Requirement 1 -
Answer these questions using the forum thread on planning a shop space:
(a) Roughly what size is the new workshop?
(b) What software is used for the preliminary planning of the area?
(c) Which bandsaw is getting a new base made for it?
--- Begin Source extract ---
# Planning a new shop space



## 44-henry (May 12, 2014)

Last summer after remodeling our basement, my wife granted me access to the back portion of our basement giving me a workshop that roughly measures 27 x 12 feet. Though not huge, this is much better than the previous spare bedroom that I was working out of and finally gives me the room that I need to take some of my equipment out of storage. 

Though the process of building the area will take several months, I thought I would share the pre-stage where I have started the preliminary planning of the area using SketchUp software. Though I have used many different CAD programs in my career, I find the free SketchUp really useful for doing this sort of thing and the 3D warehouse that you can find free models to add to your drawings really cuts down on the time necessary to model in equipment and furnishings. With this I basically found equipment that was close and than scaled if up to the actual size. 

I find this approach really helps to plan wiring and check for clearance around equipment.


----------



## MachineTom (May 12, 2014)

Nice layout, with the 3d look even better. A suggestion would be to place the mill 45°in a corner, as it more of a  T shape when in use. Get some space from the wood working tools, when placing the lathe.

Think of wheels for items like the jointer, and vertical bandsaw, and machines that are used infrequently. Most every metal job starts with the horizontal band saw so it for sure gets wheels just to be versatile,long stock, short stock. 

Looks like my favorite roll cab toolboxs for work benches.


----------



## 44-henry (May 12, 2014)

I have played around with different locations for the mill, but the 45 degree would probably work fine. I actually have bases on the band saw and jointer so those can be moved wherever. The 4x6 bandsaw is in the process of getting a new base made for it so that will also be different than in the drawing.
--- End Source extract ---
--- Begin Records for the exercise ---
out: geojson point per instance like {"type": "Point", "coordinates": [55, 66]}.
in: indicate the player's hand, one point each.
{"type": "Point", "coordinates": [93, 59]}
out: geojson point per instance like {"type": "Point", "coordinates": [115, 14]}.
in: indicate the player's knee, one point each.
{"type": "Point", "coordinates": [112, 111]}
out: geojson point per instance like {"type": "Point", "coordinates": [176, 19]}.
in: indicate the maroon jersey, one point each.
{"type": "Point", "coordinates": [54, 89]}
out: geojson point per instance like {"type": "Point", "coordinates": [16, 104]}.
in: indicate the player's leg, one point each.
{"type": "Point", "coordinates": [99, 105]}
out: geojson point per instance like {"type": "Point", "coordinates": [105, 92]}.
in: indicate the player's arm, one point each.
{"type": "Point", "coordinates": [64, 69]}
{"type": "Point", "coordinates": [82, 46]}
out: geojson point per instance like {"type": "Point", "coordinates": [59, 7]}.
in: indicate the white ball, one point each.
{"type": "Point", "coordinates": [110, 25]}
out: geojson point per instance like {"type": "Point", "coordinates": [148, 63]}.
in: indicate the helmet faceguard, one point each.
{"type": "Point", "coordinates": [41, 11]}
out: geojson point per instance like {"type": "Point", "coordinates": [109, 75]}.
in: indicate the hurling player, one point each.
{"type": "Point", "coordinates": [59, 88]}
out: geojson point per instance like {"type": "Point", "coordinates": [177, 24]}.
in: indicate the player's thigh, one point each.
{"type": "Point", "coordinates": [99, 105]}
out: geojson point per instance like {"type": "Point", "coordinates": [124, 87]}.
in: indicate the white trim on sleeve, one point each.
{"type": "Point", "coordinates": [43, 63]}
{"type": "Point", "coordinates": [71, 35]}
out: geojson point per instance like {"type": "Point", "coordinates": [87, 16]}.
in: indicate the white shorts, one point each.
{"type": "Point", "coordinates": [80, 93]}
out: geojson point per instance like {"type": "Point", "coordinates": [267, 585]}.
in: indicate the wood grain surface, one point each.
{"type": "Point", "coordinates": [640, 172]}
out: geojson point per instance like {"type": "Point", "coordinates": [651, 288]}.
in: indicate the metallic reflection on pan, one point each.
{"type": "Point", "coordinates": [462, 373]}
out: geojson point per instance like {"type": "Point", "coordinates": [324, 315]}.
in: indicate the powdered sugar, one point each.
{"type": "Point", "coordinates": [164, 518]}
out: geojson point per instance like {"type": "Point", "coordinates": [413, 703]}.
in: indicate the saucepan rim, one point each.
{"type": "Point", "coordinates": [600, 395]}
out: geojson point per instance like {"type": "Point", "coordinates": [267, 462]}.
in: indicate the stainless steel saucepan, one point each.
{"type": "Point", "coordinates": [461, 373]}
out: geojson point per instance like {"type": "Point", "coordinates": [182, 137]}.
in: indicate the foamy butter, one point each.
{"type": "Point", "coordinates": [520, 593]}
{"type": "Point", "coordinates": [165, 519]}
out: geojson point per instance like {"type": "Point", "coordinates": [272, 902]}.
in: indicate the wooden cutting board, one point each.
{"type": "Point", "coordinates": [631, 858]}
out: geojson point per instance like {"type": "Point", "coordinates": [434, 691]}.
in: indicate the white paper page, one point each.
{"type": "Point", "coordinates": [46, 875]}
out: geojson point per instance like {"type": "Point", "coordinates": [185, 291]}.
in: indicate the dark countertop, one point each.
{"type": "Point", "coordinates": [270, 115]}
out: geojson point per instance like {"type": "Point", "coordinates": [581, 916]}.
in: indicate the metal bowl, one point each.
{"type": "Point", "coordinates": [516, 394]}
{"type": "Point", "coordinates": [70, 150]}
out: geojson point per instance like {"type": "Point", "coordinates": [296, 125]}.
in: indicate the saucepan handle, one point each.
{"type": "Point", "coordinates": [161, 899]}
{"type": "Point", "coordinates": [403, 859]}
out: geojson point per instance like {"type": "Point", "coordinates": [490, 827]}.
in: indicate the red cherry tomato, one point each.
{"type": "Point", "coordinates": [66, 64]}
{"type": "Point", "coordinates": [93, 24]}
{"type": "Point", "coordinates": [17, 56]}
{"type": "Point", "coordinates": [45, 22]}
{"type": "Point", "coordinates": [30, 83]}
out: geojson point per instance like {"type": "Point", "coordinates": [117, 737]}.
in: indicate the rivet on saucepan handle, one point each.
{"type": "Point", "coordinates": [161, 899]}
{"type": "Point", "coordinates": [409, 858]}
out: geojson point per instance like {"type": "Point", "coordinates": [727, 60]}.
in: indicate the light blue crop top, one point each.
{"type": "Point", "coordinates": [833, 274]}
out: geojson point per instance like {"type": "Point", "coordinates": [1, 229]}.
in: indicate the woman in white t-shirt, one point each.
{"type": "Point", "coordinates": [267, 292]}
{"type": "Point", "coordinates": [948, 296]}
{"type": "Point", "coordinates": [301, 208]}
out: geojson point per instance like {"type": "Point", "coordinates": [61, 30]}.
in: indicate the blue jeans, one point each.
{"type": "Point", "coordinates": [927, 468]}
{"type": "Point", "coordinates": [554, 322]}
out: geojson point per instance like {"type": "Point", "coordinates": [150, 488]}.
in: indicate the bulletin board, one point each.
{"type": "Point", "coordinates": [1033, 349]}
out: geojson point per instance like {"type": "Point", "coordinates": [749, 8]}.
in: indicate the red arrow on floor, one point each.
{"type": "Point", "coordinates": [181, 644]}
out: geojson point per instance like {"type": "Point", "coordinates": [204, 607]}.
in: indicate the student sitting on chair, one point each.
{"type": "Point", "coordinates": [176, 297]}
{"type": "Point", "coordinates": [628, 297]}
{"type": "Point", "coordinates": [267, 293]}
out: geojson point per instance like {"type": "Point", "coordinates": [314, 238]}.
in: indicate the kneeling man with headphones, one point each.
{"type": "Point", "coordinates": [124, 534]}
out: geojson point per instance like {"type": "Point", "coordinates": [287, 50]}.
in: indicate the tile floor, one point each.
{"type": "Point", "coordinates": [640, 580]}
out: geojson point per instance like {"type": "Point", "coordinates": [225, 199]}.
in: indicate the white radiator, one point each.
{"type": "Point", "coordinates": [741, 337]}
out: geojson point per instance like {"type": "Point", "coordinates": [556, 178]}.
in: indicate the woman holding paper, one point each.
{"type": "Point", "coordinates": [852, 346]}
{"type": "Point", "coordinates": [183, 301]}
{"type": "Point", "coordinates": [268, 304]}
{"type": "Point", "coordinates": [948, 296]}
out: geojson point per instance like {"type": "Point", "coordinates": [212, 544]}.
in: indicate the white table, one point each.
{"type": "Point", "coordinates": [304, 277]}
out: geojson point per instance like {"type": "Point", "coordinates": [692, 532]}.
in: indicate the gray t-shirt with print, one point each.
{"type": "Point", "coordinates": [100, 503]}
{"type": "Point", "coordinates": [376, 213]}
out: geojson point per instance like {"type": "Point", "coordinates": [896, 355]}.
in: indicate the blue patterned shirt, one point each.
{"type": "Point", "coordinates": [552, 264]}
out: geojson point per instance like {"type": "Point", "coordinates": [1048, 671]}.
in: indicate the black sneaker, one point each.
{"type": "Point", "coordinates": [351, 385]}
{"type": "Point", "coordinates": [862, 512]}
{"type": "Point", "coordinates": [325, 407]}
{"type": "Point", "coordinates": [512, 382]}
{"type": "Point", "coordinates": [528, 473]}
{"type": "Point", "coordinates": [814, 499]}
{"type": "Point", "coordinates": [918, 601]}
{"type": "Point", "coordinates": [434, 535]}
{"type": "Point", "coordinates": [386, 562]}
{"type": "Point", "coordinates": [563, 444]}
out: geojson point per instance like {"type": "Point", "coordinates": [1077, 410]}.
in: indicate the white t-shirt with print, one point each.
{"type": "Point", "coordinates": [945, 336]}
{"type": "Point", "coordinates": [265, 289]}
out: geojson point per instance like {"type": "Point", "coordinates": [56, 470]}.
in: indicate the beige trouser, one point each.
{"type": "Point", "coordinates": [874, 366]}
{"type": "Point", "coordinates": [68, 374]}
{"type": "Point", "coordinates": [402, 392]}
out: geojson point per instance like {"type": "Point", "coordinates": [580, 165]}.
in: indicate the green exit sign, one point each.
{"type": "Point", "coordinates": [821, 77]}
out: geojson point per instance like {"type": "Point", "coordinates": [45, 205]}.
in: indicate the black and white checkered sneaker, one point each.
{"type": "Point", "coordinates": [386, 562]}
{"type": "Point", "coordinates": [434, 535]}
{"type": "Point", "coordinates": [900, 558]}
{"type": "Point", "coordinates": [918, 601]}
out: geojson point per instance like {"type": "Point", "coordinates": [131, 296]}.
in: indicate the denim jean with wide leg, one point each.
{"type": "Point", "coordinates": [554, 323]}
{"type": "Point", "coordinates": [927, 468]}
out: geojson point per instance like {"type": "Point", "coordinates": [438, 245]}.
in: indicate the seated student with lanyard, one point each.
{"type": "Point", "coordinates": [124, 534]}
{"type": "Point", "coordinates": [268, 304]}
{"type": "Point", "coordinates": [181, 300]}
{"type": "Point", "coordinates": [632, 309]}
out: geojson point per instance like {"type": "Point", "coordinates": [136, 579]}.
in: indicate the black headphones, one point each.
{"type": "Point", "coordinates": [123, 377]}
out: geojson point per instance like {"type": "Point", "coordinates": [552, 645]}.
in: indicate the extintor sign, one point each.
--- End Records for the exercise ---
Requirement 2 -
Report every line of the entries above that contains the word "saucepan", copying each line as it appears. Case counts.

Complete response 1 -
(a) Roughly 27 x 12 feet.
(b) SketchUp.
(c) The 4x6 bandsaw.

Complete response 2 -
in: indicate the saucepan rim, one point each.
in: indicate the stainless steel saucepan, one point each.
in: indicate the saucepan handle, one point each.
in: indicate the rivet on saucepan handle, one point each.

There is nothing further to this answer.